• [Data supplied]
◆ ◆ ◆ ◆ ◆ ◆ ◆

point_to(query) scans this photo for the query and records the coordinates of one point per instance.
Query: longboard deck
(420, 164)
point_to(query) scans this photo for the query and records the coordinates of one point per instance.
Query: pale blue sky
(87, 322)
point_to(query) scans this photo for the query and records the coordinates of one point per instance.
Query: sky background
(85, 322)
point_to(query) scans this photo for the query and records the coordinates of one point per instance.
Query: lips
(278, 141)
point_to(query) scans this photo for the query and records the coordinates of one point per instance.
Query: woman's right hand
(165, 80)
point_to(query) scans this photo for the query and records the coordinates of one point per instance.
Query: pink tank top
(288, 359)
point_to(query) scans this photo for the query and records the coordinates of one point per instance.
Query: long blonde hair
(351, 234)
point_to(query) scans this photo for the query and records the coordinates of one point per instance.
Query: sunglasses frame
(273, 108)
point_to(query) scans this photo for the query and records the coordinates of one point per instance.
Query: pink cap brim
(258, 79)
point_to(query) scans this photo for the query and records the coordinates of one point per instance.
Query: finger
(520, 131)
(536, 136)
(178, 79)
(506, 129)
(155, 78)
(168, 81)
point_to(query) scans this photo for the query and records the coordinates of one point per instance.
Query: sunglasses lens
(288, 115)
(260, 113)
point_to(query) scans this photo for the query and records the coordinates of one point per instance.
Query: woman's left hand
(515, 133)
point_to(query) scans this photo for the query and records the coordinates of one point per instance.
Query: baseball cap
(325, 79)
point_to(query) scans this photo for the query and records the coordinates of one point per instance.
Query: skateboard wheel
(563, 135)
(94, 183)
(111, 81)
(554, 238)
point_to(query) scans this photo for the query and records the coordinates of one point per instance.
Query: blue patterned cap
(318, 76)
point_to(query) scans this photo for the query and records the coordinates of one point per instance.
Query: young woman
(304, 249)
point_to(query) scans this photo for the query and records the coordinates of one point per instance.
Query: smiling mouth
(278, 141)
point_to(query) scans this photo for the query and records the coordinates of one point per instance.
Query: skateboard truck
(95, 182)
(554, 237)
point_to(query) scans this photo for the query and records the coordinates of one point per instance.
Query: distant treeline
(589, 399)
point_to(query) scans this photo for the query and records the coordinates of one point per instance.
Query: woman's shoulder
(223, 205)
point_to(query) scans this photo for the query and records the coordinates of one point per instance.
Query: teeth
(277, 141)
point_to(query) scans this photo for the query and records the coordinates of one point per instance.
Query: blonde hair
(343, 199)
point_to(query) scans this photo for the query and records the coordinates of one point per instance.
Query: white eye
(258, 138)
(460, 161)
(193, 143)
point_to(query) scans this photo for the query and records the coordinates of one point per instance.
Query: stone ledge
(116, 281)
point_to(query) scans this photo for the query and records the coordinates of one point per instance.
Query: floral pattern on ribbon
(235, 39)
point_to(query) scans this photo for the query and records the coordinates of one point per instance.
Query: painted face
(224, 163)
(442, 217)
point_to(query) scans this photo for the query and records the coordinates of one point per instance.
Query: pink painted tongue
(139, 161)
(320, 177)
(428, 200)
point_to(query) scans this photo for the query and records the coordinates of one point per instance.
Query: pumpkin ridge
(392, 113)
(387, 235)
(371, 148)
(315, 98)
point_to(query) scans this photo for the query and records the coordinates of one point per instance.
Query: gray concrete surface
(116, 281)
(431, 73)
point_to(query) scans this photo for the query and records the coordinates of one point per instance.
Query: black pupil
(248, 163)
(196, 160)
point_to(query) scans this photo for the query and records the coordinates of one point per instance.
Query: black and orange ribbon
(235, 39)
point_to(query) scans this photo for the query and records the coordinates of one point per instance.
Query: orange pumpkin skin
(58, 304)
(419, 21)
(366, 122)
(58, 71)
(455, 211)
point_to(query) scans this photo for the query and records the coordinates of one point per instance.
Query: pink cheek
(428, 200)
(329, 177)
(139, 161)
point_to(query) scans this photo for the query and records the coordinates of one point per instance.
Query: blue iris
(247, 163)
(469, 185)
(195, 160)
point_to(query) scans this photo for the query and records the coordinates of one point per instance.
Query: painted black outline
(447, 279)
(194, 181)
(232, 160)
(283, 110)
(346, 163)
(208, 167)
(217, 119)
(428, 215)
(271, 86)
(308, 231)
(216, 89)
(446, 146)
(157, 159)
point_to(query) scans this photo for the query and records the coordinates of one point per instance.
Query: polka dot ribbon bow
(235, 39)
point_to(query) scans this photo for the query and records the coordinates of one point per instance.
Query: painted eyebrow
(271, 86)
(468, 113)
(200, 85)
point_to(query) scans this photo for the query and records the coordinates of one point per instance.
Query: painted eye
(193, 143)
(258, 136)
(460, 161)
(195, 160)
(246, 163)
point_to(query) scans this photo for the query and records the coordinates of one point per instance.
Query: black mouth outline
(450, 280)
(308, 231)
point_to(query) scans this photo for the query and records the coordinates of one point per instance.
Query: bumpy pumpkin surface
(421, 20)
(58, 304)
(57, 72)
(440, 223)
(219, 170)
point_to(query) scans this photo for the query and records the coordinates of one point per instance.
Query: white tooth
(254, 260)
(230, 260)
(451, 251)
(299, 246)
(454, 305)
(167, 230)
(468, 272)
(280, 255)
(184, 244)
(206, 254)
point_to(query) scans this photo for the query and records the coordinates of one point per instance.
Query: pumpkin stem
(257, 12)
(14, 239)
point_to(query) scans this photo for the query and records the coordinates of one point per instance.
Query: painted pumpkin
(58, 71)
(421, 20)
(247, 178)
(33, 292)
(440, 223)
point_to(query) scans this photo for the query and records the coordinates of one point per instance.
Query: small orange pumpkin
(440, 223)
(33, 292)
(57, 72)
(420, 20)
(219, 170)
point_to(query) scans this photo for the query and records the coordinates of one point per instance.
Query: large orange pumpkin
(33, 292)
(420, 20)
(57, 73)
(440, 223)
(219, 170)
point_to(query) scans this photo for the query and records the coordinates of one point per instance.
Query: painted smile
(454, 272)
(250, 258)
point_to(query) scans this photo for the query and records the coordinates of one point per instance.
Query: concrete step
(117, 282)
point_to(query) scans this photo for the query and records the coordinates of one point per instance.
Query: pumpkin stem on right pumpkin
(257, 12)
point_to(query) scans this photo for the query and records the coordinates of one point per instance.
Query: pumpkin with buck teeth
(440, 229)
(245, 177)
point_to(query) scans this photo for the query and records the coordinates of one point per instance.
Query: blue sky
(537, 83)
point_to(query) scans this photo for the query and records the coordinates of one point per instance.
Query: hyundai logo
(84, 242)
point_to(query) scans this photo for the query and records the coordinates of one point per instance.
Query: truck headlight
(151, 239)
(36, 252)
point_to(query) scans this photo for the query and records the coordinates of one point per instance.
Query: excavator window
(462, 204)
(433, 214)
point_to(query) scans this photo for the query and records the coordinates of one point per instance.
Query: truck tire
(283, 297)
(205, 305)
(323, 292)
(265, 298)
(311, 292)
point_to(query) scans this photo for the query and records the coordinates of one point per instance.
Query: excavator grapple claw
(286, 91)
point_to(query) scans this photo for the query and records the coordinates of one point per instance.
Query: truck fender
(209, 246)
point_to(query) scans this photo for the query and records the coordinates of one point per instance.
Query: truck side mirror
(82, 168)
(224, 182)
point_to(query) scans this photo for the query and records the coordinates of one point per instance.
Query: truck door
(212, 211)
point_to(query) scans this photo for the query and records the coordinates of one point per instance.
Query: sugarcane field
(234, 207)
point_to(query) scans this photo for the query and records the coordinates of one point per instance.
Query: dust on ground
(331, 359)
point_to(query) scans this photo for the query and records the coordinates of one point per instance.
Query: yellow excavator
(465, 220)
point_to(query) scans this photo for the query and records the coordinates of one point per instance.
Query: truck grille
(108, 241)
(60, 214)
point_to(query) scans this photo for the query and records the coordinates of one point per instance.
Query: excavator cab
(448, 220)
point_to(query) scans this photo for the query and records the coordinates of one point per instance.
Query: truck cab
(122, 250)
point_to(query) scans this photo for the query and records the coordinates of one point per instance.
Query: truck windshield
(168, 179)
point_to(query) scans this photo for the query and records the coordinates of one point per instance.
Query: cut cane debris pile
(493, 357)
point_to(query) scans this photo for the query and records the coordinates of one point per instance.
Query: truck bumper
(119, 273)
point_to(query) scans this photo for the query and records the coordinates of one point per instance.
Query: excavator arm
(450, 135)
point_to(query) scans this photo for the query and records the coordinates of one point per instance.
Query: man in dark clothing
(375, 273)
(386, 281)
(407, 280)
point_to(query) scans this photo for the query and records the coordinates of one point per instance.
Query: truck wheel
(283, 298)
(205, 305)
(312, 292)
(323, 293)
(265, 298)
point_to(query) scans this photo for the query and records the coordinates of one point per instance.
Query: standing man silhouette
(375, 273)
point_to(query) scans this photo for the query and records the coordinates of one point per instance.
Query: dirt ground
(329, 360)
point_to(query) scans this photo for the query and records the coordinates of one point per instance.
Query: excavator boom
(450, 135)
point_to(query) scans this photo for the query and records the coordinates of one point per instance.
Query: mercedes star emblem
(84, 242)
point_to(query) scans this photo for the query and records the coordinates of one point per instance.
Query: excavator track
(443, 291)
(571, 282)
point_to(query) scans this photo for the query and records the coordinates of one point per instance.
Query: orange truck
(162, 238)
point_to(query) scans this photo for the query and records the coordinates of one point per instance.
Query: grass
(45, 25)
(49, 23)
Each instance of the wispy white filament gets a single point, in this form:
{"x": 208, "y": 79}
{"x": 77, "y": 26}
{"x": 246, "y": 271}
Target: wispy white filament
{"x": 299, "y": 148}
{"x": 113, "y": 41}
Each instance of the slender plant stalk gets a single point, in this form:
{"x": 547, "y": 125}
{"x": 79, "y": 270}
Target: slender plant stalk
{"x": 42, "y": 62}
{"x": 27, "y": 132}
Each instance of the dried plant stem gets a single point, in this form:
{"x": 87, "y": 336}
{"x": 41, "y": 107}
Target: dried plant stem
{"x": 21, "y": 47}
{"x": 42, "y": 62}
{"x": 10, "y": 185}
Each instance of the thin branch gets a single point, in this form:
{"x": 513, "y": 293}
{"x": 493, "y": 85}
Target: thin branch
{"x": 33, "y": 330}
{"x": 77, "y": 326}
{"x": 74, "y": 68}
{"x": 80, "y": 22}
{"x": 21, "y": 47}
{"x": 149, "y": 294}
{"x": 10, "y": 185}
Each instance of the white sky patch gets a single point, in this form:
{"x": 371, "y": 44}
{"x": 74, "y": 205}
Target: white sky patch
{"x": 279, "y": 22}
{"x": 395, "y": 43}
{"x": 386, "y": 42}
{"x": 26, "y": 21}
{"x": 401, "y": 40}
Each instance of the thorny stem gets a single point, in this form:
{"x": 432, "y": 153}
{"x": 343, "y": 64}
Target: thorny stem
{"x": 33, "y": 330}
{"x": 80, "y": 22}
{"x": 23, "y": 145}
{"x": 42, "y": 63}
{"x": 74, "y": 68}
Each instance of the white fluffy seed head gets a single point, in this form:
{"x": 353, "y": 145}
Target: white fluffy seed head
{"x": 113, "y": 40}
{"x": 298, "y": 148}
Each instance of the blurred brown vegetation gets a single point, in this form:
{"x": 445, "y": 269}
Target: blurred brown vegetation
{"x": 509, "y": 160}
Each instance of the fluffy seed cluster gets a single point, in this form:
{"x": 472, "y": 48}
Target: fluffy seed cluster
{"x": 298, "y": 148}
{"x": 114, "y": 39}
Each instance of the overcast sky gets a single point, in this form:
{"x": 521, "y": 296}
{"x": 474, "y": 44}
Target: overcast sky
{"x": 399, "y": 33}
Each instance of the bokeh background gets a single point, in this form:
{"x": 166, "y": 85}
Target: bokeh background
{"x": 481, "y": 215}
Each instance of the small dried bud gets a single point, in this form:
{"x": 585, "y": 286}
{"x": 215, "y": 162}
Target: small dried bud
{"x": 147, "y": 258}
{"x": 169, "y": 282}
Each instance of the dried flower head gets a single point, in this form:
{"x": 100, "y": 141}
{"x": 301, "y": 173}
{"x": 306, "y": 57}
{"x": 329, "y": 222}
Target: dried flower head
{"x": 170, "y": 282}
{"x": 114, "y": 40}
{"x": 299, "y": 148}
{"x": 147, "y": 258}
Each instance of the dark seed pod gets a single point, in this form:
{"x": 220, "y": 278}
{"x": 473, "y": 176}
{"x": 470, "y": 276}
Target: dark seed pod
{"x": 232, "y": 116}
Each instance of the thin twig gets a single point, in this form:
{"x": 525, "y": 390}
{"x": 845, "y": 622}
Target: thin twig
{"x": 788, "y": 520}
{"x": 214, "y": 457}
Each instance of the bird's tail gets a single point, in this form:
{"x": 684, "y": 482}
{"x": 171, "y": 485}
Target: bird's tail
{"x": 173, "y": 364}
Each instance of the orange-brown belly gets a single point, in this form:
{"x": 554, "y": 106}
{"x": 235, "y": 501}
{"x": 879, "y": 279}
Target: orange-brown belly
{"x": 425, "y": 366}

◆ ◆ ◆ ◆ ◆ ◆ ◆

Extract the closing run of lines, starting with the one containing "Each instance of the white fluffy" and ending at the last, exactly as written.

• [Result]
Each instance of the white fluffy seed head gets a single point, in this form:
{"x": 353, "y": 145}
Target: white fluffy seed head
{"x": 113, "y": 40}
{"x": 298, "y": 148}
Each instance of the blurred brown vegetation gets a single point, in this form:
{"x": 445, "y": 269}
Target: blurred brown vegetation
{"x": 509, "y": 160}
Each instance of the fluffy seed cluster gets a single point, in this form:
{"x": 472, "y": 48}
Target: fluffy seed cluster
{"x": 298, "y": 148}
{"x": 114, "y": 39}
Each instance of the overcast sky gets a single point, in this form:
{"x": 521, "y": 296}
{"x": 474, "y": 44}
Target: overcast sky
{"x": 399, "y": 33}
Each instance of the bokeh background gets a single point, in this form:
{"x": 166, "y": 85}
Target: bokeh background
{"x": 481, "y": 215}
Each instance of the small dried bud gets a single point, in this form:
{"x": 585, "y": 286}
{"x": 215, "y": 162}
Target: small dried bud
{"x": 147, "y": 258}
{"x": 169, "y": 282}
Each instance of the dried flower head gets a single point, in this form:
{"x": 100, "y": 141}
{"x": 301, "y": 173}
{"x": 306, "y": 57}
{"x": 329, "y": 222}
Target: dried flower head
{"x": 170, "y": 282}
{"x": 114, "y": 40}
{"x": 299, "y": 148}
{"x": 147, "y": 258}
Each instance of the dark seed pod gets a single point, in this form:
{"x": 220, "y": 278}
{"x": 473, "y": 176}
{"x": 470, "y": 276}
Target: dark seed pod
{"x": 232, "y": 116}
Each instance of the thin twig gets a single point, in this form:
{"x": 525, "y": 390}
{"x": 845, "y": 622}
Target: thin twig
{"x": 788, "y": 520}
{"x": 214, "y": 457}
Each instance of the bird's tail gets a single point, in this form:
{"x": 684, "y": 482}
{"x": 171, "y": 485}
Target: bird's tail
{"x": 173, "y": 364}
Each instance of the orange-brown belly gets a single point, in this form:
{"x": 554, "y": 106}
{"x": 235, "y": 501}
{"x": 879, "y": 279}
Target: orange-brown belly
{"x": 425, "y": 366}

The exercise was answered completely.